§ **Given instruction**
Count the lines in the following listing that contain the word "below". Report only the resulting number.

§ **Data shown**
□ □ □ □ □ □ □
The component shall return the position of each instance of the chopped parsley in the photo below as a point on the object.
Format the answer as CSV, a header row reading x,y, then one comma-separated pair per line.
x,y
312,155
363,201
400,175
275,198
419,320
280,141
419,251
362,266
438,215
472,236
□ □ □ □ □ □ □
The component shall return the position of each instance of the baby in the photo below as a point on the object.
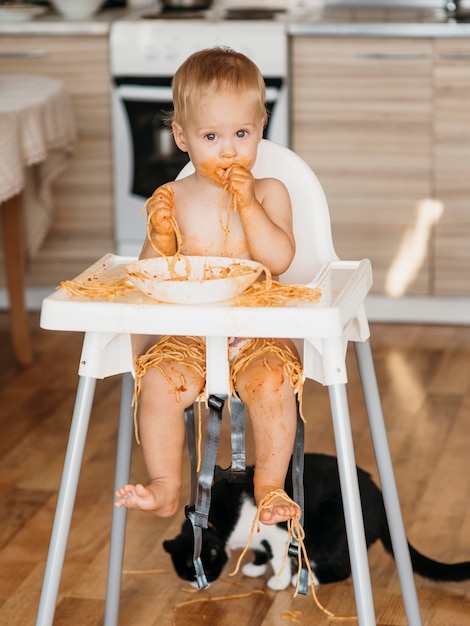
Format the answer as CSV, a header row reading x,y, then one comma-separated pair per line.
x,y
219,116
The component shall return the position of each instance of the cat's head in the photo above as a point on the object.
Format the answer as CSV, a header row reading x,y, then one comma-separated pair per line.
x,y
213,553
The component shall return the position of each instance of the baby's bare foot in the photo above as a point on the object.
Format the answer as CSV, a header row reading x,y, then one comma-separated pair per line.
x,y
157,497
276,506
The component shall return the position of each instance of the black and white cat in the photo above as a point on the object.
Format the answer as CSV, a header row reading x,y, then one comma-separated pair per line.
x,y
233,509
□ □ □ □ □ □ □
§ **Response to this task**
2